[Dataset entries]
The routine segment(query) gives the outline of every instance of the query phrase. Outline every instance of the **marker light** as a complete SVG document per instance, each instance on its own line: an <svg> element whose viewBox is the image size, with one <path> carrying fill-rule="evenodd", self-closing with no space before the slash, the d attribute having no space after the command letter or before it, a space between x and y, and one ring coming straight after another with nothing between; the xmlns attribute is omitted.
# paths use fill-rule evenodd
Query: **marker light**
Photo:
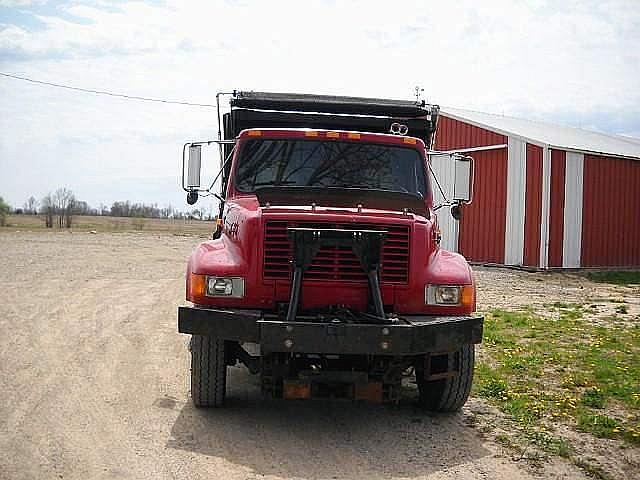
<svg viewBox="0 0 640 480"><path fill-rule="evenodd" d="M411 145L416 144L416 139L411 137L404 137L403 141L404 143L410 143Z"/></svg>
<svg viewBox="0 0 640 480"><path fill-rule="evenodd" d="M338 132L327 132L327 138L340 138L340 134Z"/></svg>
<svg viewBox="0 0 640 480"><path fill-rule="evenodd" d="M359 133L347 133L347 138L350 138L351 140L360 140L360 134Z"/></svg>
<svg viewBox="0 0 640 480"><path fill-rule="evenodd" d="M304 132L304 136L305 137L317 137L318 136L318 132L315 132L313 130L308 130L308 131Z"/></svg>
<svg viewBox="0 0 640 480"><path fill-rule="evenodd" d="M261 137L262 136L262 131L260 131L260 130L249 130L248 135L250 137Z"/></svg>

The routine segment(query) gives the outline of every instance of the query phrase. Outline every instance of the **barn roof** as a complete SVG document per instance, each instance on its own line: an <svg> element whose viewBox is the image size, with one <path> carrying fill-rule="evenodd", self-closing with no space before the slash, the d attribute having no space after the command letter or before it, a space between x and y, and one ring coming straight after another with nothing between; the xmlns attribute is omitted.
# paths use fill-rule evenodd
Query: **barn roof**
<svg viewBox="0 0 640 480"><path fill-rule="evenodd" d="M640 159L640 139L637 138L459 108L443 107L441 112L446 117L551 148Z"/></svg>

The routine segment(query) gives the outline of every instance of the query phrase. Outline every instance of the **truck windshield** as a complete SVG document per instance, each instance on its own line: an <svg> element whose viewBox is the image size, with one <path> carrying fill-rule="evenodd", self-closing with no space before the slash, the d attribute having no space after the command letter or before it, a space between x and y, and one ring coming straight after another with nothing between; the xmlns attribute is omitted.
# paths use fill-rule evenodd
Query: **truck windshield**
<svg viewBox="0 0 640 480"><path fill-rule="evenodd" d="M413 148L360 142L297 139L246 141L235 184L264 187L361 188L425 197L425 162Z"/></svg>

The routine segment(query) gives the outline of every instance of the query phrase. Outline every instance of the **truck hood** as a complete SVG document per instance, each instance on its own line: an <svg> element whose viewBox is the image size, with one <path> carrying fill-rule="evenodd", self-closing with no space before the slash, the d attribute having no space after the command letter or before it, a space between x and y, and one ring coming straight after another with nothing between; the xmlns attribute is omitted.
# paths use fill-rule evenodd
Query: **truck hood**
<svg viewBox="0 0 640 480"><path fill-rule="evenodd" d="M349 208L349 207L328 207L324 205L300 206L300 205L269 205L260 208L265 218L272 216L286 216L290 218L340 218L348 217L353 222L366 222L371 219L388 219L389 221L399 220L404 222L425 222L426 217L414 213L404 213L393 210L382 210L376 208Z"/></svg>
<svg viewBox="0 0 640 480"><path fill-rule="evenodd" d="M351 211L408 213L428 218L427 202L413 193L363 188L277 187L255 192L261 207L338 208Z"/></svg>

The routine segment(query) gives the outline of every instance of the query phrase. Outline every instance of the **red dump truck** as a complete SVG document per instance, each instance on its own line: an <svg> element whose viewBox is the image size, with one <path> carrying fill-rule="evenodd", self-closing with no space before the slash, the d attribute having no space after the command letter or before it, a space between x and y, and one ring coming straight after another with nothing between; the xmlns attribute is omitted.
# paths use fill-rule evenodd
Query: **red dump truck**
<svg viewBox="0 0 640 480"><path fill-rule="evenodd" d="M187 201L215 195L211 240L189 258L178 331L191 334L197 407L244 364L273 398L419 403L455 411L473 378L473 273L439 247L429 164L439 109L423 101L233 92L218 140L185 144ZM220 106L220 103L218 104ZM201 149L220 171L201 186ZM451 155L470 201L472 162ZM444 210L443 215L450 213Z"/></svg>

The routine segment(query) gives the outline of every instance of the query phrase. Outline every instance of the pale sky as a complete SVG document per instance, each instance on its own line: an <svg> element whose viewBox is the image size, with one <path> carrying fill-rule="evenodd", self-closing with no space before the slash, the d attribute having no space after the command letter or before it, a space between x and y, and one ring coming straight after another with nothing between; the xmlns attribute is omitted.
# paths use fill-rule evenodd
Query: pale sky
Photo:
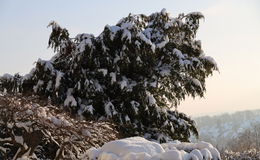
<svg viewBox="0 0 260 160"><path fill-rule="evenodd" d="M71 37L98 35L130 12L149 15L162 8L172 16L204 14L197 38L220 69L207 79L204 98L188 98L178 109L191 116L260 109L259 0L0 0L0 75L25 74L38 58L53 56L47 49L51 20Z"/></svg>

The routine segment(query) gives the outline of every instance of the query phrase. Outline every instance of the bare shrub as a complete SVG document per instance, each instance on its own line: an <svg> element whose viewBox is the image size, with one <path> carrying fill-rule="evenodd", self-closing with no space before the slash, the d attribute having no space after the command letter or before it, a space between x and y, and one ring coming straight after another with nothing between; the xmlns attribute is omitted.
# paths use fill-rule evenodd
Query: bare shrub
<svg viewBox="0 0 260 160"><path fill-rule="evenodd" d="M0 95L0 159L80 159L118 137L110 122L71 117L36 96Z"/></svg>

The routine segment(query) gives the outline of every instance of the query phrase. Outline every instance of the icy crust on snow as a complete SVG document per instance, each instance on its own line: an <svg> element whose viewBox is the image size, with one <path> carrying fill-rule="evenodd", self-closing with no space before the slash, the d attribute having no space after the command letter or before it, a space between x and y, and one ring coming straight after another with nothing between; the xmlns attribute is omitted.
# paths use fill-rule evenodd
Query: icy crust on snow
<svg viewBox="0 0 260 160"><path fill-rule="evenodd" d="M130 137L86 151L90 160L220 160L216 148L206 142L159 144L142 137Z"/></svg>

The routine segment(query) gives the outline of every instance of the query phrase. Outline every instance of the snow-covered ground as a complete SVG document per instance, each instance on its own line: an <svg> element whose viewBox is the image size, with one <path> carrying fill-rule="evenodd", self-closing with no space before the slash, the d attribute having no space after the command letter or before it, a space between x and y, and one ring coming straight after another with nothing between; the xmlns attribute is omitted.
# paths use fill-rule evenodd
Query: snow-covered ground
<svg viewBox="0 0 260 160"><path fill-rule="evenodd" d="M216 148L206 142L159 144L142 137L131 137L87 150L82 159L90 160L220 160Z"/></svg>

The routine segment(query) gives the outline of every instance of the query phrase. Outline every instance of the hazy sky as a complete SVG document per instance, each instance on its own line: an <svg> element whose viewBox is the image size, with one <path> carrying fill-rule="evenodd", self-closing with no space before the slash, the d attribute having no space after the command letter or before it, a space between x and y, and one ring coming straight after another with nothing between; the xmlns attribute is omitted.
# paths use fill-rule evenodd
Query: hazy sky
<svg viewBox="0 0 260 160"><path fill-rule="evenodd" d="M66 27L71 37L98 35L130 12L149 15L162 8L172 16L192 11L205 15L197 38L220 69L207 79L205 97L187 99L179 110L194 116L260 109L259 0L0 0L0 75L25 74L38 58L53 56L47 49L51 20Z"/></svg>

Task directions: Using the records above, write out exactly the lines from the one containing "of the hazy" through the last, and add nothing.

Response to the task:
The routine segment(query) gives the outline of every instance of the query phrase. Outline every instance of the hazy sky as a complete SVG document per instance, each instance on its own line: an <svg> element whose viewBox is the image size, with one <path> carrying fill-rule="evenodd", self-closing with no space before the slash, the d attribute having no space after the command letter or before it, a space between x and y, and one ring coming straight after another with nothing between; the xmlns attribute is omitted.
# paths use fill-rule evenodd
Query: hazy sky
<svg viewBox="0 0 260 160"><path fill-rule="evenodd" d="M66 27L71 37L98 35L130 12L149 15L162 8L172 16L192 11L205 15L197 38L220 69L207 79L205 97L187 99L179 110L194 116L260 109L259 0L0 0L0 75L25 74L38 58L53 56L47 49L51 20Z"/></svg>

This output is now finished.